TASK INSTRUCTIONS:
All records that follow are to be restated exactly.

[Recorded data]

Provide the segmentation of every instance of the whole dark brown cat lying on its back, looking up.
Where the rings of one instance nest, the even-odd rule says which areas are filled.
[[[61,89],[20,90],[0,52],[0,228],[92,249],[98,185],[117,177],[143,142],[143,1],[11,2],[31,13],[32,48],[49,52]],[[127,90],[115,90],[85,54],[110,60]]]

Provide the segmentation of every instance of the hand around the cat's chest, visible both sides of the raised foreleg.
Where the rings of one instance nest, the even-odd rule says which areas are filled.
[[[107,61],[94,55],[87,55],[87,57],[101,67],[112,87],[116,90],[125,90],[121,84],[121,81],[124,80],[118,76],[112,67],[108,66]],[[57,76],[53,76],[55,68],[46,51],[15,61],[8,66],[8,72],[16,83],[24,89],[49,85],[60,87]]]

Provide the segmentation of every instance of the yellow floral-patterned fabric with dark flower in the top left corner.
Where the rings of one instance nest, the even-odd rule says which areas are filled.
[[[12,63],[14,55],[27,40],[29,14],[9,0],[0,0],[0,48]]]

EXERCISE ANSWER:
Provide the segmentation of every instance of the whole dark brown cat lying on its back, looking up.
Where the rings of one instance nest, the even-odd rule says which areas are filled.
[[[61,89],[20,90],[0,52],[0,228],[92,249],[98,185],[117,177],[143,142],[143,1],[11,2],[31,13],[32,48],[49,52]],[[127,90],[115,90],[85,54],[110,60]]]

Provide the segmentation of every instance of the hand around the cat's chest, visible both sides of the raised foreleg.
Where the rings of one instance nest, the even-odd rule says which areas are filled.
[[[107,61],[94,55],[87,55],[87,57],[101,67],[112,87],[116,90],[125,90],[121,84],[121,81],[124,80],[118,76],[112,67],[108,66]],[[57,76],[53,76],[55,68],[46,51],[15,61],[8,66],[8,72],[16,83],[24,89],[49,85],[60,87]]]

Provide the segmentation of every instance of the yellow floral-patterned fabric with dark flower in the top left corner.
Where the rings of one instance nest, the even-odd rule says which areas are filled.
[[[12,63],[14,55],[27,40],[29,14],[9,0],[0,0],[0,48]]]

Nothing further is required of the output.